===== TEXT SHOWN
# Body upgrade - Florida trip



## jerome2710 (Jun 30, 2013)

Hi all!

I have been looking around for an upgrade of my current 450D bodies for some time now.
First one, then two 450Ds have been in my ownership since the release in 2008. I learned a lot from them, but I think I'm ready to step up.

I will visit Florida this summer for a two week trip. Things I miss about the 450D are the colours and details. I’m afraid I will be disappointed by something that could have been prevented.



Two bodies I'm still fighting with; the 7D and 6D.
These are actually very different from eachother, but I find the desicion hard.

I really like the 6D. It's something totally different (fullframe) and I can start to learn new things. The 16-35 is usually my walk-a-round lens, which would become quite wide. Is this fun in Florida, or is even the 35mm impractical without the crop-factor? Another advantage is the SD-capability. I wouldn't have to buy new cards as the 450D uses SDs too.
One camera 'below' the 6D seems to be the 7D, in my opinion. It does have a faster AF-system and a higher frame rate. But how much of an upgrade is it from my 450D? Advantages of the 7D are of course the crop-factor and the lower price (1699€ vs. 1049€ after cash back).

Which one would you pick and why?
==========
**WRITTEN EXERCISE A**
In the forum post about a camera body upgrade, which two camera bodies is the poster still deciding between?
===== MATERIAL TO PROCESS
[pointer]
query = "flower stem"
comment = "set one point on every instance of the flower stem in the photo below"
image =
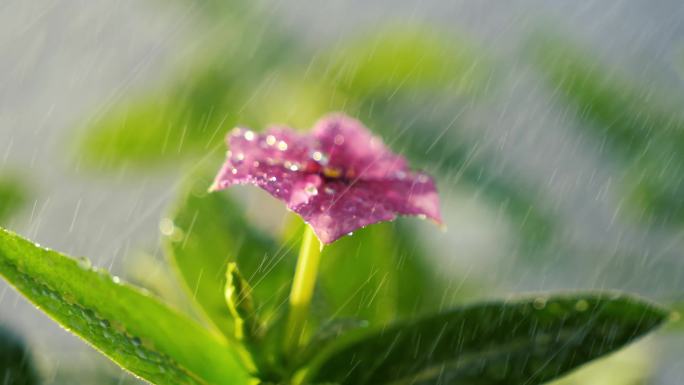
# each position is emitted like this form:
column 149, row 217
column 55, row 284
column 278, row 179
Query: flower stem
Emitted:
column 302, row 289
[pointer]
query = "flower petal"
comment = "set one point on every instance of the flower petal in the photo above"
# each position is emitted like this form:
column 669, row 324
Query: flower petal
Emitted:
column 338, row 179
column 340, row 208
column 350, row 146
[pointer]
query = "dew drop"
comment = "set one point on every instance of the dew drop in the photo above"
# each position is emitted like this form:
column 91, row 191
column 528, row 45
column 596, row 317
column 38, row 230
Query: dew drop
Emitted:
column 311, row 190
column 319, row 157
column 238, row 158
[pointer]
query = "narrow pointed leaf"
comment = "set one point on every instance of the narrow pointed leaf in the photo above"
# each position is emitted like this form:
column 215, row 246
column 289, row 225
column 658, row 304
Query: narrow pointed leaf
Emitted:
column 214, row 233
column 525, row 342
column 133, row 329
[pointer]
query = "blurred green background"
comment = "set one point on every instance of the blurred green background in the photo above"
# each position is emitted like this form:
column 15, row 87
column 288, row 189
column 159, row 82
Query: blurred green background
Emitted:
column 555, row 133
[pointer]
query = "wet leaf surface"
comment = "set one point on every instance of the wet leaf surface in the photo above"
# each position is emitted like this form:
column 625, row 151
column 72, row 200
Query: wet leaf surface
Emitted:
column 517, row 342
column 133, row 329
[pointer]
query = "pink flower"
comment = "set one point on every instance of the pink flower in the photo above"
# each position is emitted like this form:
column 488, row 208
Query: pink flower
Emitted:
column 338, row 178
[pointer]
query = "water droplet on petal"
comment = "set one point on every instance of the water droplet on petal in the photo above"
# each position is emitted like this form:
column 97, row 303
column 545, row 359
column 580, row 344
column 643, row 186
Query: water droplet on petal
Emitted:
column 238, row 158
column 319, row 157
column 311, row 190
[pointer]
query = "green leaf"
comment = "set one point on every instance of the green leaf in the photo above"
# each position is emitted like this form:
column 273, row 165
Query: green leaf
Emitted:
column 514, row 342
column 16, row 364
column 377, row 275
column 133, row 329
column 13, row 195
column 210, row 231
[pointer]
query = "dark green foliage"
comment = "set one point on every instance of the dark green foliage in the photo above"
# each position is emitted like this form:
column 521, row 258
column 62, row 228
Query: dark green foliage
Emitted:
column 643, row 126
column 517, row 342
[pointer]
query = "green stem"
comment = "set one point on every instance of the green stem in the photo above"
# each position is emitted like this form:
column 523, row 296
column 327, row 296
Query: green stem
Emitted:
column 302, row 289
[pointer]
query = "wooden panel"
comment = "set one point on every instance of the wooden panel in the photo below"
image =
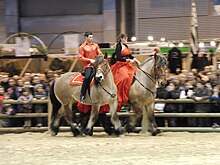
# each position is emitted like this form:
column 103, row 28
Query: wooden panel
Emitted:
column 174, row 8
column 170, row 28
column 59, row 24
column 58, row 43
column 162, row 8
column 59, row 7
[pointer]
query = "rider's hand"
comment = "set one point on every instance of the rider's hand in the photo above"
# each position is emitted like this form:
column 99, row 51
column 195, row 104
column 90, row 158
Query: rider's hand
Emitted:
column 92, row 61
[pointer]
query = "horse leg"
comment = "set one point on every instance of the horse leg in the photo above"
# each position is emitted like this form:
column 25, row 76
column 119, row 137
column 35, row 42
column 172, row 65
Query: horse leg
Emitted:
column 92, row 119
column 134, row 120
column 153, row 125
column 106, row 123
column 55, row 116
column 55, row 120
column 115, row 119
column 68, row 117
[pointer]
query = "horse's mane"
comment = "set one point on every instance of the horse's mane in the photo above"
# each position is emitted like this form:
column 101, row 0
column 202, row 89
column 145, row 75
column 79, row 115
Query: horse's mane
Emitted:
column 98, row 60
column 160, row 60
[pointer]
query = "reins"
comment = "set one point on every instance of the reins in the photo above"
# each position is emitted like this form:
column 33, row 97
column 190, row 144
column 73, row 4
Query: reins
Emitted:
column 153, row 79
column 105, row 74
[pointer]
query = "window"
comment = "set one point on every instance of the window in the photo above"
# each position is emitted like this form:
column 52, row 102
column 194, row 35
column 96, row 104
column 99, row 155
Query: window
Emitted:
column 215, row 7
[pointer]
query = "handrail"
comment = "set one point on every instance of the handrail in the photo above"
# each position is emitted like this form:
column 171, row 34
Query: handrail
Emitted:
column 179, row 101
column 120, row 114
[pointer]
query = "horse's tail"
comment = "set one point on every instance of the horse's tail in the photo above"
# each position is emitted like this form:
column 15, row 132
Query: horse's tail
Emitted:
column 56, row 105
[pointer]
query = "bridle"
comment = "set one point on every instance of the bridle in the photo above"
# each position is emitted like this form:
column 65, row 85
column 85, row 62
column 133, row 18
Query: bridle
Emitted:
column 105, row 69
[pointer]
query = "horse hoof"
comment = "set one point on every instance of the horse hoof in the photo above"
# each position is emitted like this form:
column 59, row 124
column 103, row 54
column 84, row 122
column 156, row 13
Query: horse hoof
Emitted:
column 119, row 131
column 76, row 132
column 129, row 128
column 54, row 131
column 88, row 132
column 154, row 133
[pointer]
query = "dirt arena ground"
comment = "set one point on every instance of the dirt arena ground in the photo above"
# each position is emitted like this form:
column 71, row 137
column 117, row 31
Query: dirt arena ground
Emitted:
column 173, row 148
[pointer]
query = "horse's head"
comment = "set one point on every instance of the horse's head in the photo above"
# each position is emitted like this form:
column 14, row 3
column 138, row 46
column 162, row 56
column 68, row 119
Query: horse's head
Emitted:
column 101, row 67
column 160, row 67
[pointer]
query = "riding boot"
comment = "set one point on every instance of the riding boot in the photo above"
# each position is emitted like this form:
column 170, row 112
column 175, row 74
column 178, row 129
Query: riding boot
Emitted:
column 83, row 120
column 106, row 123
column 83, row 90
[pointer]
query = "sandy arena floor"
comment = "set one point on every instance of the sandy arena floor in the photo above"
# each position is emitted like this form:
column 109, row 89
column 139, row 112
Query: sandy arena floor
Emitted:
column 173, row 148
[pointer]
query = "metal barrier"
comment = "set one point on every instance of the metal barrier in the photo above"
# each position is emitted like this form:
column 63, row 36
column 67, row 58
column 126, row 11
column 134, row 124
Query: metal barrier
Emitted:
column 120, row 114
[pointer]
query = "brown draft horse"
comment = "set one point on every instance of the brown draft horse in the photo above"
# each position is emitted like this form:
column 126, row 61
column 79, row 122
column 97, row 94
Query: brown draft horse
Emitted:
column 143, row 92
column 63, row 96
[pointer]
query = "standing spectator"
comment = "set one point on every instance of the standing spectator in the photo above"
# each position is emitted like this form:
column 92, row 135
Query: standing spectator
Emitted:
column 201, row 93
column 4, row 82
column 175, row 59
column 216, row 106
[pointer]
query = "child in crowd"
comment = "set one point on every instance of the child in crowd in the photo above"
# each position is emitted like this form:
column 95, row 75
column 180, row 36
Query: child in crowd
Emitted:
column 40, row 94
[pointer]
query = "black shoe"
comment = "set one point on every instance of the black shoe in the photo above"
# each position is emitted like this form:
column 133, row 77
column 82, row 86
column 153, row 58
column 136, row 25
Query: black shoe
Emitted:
==========
**WRITTEN EXERCISE B**
Select every line of the entries that contains the word "floor".

**CORRECT RESPONSE A**
The 7D and the 6D.

**CORRECT RESPONSE B**
query = "sandy arena floor"
comment = "set one point on every instance of the sandy arena floor in the photo above"
Query: sandy arena floor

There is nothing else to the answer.